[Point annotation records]
________________________________________

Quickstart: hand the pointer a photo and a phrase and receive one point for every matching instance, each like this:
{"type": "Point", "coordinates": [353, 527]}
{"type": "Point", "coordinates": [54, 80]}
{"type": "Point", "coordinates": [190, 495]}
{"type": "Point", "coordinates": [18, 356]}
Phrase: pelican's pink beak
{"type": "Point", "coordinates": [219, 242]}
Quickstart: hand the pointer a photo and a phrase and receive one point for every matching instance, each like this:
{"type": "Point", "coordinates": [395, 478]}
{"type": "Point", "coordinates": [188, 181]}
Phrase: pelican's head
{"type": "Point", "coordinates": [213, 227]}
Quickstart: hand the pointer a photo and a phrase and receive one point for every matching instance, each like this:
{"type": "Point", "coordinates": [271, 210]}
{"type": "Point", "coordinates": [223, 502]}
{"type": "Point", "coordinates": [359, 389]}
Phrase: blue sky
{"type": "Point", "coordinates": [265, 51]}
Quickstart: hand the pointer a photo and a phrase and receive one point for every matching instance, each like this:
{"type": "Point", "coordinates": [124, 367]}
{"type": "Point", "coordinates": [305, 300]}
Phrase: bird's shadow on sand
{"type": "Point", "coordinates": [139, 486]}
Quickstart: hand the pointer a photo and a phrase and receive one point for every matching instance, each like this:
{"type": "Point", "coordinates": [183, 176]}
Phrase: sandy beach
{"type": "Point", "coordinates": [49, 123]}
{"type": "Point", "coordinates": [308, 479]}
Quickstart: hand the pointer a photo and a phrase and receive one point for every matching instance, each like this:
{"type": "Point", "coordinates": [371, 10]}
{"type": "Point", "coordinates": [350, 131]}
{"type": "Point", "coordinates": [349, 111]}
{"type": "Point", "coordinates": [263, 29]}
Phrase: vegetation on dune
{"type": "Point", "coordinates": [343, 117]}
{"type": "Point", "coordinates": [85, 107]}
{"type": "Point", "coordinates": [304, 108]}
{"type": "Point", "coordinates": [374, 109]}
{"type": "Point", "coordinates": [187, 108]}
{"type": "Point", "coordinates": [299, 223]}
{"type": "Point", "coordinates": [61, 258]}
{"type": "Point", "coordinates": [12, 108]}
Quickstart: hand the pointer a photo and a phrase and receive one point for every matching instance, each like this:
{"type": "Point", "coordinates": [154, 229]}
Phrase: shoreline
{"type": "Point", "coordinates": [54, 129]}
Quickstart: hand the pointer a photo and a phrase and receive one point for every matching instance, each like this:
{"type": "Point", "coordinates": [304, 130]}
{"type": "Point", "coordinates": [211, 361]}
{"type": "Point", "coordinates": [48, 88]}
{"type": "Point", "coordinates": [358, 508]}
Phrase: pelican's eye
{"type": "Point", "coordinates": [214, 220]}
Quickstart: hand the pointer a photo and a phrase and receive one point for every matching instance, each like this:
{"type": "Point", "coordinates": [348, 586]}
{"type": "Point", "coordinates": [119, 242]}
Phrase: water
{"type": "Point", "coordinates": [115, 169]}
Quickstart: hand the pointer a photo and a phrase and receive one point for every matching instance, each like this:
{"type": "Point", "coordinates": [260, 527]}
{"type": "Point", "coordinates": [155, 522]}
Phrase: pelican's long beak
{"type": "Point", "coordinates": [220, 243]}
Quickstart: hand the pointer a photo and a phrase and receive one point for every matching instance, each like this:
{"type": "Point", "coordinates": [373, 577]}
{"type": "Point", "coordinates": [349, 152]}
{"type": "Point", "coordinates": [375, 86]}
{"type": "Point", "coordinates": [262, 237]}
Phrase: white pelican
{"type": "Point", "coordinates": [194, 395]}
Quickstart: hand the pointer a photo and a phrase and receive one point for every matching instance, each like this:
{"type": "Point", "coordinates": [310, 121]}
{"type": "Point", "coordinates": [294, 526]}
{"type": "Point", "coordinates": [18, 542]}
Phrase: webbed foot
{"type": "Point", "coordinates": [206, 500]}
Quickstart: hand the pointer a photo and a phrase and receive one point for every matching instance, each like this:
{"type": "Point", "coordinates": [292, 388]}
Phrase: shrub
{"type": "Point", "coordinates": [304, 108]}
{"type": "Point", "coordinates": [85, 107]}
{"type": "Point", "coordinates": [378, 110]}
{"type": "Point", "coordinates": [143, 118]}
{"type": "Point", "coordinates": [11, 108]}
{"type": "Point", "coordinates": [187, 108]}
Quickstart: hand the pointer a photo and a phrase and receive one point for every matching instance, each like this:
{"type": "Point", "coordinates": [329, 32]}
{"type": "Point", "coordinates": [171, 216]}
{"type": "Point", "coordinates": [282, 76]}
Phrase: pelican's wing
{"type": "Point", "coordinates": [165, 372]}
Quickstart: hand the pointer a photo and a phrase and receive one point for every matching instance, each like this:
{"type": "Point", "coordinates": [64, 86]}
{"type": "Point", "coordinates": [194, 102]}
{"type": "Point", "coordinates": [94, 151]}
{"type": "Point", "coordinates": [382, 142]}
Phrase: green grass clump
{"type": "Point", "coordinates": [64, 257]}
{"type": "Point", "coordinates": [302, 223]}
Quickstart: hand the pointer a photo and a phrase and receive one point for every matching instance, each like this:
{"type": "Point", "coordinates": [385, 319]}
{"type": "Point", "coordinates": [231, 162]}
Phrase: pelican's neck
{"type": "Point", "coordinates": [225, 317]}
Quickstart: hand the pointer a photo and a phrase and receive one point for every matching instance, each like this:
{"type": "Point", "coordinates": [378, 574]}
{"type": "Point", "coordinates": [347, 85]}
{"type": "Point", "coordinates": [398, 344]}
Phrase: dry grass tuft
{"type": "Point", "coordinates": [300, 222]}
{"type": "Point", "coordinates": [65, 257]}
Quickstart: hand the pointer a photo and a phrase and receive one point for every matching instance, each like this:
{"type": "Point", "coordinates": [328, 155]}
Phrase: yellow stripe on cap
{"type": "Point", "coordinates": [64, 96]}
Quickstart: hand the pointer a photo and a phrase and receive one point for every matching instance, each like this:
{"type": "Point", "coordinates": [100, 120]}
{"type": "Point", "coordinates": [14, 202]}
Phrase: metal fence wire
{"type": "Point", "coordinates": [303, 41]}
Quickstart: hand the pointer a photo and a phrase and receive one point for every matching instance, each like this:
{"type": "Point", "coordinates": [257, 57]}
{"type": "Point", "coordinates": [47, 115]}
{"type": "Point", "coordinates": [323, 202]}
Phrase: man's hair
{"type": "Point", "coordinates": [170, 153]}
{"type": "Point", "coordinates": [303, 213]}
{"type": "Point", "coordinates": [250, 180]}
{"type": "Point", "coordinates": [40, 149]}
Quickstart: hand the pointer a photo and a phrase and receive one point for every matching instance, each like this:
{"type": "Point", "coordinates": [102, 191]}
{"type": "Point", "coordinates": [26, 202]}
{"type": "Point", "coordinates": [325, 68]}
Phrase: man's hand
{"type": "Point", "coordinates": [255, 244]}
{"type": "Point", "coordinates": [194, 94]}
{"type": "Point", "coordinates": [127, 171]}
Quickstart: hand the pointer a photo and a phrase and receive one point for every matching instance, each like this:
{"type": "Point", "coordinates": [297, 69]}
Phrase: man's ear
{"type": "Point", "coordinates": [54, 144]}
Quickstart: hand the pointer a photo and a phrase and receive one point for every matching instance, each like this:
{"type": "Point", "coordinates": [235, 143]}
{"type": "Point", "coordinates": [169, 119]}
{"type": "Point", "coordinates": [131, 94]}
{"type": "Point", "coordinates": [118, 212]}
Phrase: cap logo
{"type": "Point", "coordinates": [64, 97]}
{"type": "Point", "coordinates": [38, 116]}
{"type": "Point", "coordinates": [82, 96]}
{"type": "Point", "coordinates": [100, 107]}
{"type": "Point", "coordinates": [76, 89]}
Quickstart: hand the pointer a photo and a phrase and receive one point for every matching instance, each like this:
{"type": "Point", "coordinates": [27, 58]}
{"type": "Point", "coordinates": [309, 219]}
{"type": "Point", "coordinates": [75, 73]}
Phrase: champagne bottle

________________________________________

— Problem description —
Tally the lines in the entries above that contain the string "grass", treating case as significant. Give only the number.

— Exercise response —
2